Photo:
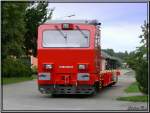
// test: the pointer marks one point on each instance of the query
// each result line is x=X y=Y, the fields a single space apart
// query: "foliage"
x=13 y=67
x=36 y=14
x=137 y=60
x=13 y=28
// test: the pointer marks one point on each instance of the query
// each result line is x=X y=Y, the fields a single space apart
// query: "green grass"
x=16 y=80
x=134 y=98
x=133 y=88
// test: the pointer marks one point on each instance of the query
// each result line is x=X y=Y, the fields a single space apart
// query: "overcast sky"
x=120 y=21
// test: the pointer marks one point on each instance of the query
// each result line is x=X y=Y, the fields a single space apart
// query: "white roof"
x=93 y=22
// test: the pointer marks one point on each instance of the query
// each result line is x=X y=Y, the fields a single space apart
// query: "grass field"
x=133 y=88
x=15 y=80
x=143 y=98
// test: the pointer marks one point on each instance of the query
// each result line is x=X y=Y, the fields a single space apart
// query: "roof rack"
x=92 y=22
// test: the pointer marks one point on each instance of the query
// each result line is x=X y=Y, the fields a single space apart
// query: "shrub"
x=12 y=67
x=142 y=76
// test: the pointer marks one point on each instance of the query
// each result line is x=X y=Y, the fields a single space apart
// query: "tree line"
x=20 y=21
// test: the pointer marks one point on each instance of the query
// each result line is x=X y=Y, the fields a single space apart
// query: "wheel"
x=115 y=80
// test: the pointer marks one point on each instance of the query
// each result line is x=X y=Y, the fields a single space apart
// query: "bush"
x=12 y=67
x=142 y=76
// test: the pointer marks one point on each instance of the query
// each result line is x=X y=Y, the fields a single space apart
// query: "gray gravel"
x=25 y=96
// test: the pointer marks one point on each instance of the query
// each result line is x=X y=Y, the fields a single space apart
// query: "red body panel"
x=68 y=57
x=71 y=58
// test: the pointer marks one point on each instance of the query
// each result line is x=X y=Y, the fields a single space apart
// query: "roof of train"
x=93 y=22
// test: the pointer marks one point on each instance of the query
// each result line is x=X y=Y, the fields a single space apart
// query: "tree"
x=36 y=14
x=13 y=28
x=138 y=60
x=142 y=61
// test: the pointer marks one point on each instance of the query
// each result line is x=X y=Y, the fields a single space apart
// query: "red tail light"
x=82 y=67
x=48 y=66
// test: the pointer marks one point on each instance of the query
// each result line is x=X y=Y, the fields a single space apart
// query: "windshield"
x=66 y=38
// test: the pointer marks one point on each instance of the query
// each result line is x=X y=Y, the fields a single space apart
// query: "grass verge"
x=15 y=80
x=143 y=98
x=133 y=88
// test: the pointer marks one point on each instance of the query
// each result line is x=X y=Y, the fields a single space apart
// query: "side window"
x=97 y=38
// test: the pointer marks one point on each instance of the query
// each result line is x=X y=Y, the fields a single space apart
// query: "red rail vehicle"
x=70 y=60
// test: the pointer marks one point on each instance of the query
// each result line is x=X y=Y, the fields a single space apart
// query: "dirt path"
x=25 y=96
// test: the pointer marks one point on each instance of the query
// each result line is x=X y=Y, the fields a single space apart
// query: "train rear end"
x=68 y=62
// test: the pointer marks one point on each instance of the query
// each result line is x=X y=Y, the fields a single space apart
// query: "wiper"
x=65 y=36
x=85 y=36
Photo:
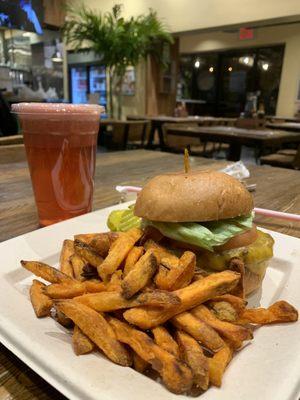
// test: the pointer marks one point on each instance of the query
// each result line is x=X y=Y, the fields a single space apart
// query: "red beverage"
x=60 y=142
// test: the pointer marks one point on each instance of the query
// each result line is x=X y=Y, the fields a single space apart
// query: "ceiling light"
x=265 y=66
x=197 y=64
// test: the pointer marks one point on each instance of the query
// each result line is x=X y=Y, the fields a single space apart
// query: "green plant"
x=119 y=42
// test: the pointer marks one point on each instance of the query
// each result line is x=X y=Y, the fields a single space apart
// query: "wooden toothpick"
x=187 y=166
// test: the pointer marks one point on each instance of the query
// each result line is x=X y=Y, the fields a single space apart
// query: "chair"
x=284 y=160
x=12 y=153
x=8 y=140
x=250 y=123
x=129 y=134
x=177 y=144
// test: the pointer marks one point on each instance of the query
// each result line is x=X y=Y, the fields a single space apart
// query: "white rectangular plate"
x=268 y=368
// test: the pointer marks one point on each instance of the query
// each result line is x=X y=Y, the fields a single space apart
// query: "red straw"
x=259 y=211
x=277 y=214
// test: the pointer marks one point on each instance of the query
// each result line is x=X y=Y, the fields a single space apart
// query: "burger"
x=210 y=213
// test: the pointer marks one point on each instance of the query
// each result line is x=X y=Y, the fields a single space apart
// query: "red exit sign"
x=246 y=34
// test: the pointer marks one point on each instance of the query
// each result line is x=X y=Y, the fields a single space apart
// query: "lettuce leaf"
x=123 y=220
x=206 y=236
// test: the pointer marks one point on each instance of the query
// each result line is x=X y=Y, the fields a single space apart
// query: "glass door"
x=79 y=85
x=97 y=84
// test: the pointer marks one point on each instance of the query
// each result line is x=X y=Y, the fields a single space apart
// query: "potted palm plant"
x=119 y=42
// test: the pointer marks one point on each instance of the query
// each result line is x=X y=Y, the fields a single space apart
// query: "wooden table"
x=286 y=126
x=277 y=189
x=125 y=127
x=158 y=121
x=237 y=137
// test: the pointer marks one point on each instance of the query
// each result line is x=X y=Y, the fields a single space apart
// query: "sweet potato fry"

★ ★ ★ ★ ★ ★ ★

# [WORK TO COMPLETE]
What comes back should match the records exactly, minus any pictures.

# [WRITTEN SOLUTION]
Photo:
// test: the pointer marks one point on each instance of the query
// each result line is x=X y=Y, the fields a single space apart
// query: "foliage"
x=13 y=67
x=36 y=14
x=137 y=60
x=13 y=28
// test: the pointer marks one point on each instance of the query
// each result line is x=X y=Y, the fields a single space apart
// query: "green grass"
x=16 y=80
x=134 y=98
x=133 y=88
// test: the pointer marks one point on each instance of the query
// each result line is x=X y=Y, the fields a single space apart
// query: "overcast sky"
x=120 y=21
// test: the pointer marks one point on each instance of the query
// each result line is x=X y=Y, the fields a single space apart
// query: "white roof"
x=93 y=22
// test: the pointer marks one point on each instance of the query
// each result line is x=X y=Y, the fields a single space apart
// query: "grass field"
x=133 y=88
x=15 y=80
x=143 y=98
// test: the pointer marks one point on each instance of the query
// each result line is x=X y=Y, the fields a single space apart
// query: "roof rack"
x=92 y=22
// test: the pointer marks one point on each instance of the query
// each result line is x=X y=Y, the fields a single space apart
// query: "shrub"
x=12 y=67
x=142 y=76
// test: the pointer marks one point on each instance of the query
// each result line is x=X y=Y, the fields a single space apart
// query: "tree line"
x=20 y=21
// test: the pointer marks one point on each instance of the query
// each result line is x=X y=Y, the fields a single space apart
// query: "wheel"
x=115 y=80
// test: the pointer marks one point on each instance of the query
// each result line is x=X y=Y, the fields a single space apart
// query: "bush"
x=12 y=67
x=142 y=76
// test: the pointer marks one point on each instance of the query
// each result line is x=X y=Y, the fields a single space apart
// query: "gray gravel"
x=25 y=96
// test: the pointer marks one point on each instance of the query
// each result line is x=X y=Y, the fields a single space apart
// query: "red body panel"
x=68 y=57
x=71 y=58
// test: the pointer marks one point on each instance of the query
// each result line is x=X y=Y, the fields a single space apart
// query: "roof of train"
x=93 y=22
// test: the pointer marks one point on each instance of the query
// each result line is x=X y=Y, the fields a single space apart
// query: "tree"
x=36 y=14
x=13 y=28
x=138 y=60
x=142 y=61
// test: the pointer marks one point on each instance of the query
// each result line is x=X y=Y, the fields a single space apart
// query: "red tail light"
x=82 y=67
x=48 y=66
// test: the pointer marks one point on each instance of the query
// each result line is x=X y=Y, the fields a single space apart
// query: "windshield"
x=66 y=38
// test: the pointer marks one point on each instance of the query
// each result line is x=X y=Y, the fields a single space apart
// query: "grass verge"
x=15 y=80
x=143 y=98
x=133 y=88
// test: the pointer marks one point on each instance of the query
// each result line is x=X y=Y, the fields a single space apart
// query: "side window"
x=97 y=38
// test: the pointer marks one point on each instance of the query
// each result line is x=X y=Y, the fields a single space apart
// query: "red rail vehicle"
x=70 y=60
// test: the pointer marks one point on each instance of the query
// each result line is x=X y=Y, the fields a single space apart
// query: "dirt path"
x=25 y=96
// test: the pointer marks one point on each instance of the query
// each result line is x=X y=Y, the fields a single space apart
// query: "train rear end"
x=68 y=62
// test: the pointer marks one point on each instance of the query
// each result line is x=X y=Y, the fields a single space apart
// query: "wiper"
x=65 y=36
x=85 y=36
Photo:
// test: the pointer marks one point on each instance of the query
// each result line is x=X y=Y, the fields a single space apart
// query: "red beverage"
x=60 y=142
// test: the pointer marks one point on each instance of the query
// each result line is x=X y=Y, the fields a single space apart
// query: "ceiling light"
x=265 y=66
x=197 y=64
// test: the pointer marks one point on each instance of the query
// each result line is x=X y=Y, the fields a single space apart
// query: "green plant"
x=119 y=42
// test: the pointer marks one point on each instance of the query
// each result line is x=X y=Y, the fields a single space apart
// query: "wooden toothpick"
x=187 y=166
// test: the pointer marks one point on each instance of the query
// each result line is x=X y=Y, the fields a single space apart
// query: "chair"
x=284 y=160
x=12 y=153
x=8 y=140
x=250 y=123
x=129 y=134
x=177 y=144
// test: the pointer marks one point on each instance of the query
// each result line is x=X y=Y, the fields a single space apart
// query: "white rectangular plate"
x=268 y=368
// test: the pointer marks one point on each instance of the query
// each result line is x=X y=Y, the fields a single space apart
// query: "red straw"
x=259 y=211
x=277 y=214
// test: the pointer marks one point on each instance of the query
// each result line is x=X y=Y, the fields a single space apart
// query: "burger"
x=210 y=213
// test: the pointer marks one point on each instance of the query
// each result line is x=X y=Y, the fields a single space apart
// query: "red exit sign"
x=246 y=34
// test: the pointer marks one point on each instance of the query
// each result line is x=X y=Y, the fields a single space apart
// query: "lettuce leaf"
x=123 y=220
x=206 y=236
// test: the pointer marks one point on each instance of the query
// each result line is x=X y=Y, the fields a single space apart
// query: "glass door"
x=79 y=85
x=97 y=84
// test: the pointer marks one point on each instance of the query
// each result line is x=X y=Y, the fields a single space apart
// query: "potted palm plant"
x=119 y=42
// test: the pointer marks one point on each instance of the query
// each result line is x=X y=Y, the fields a single space apart
// query: "wooden table"
x=286 y=126
x=277 y=189
x=125 y=127
x=158 y=121
x=237 y=137
// test: the pointer marks one point on each instance of the query
// each result line is x=X y=Y, the fields a single space apart
// query: "sweet potato fry"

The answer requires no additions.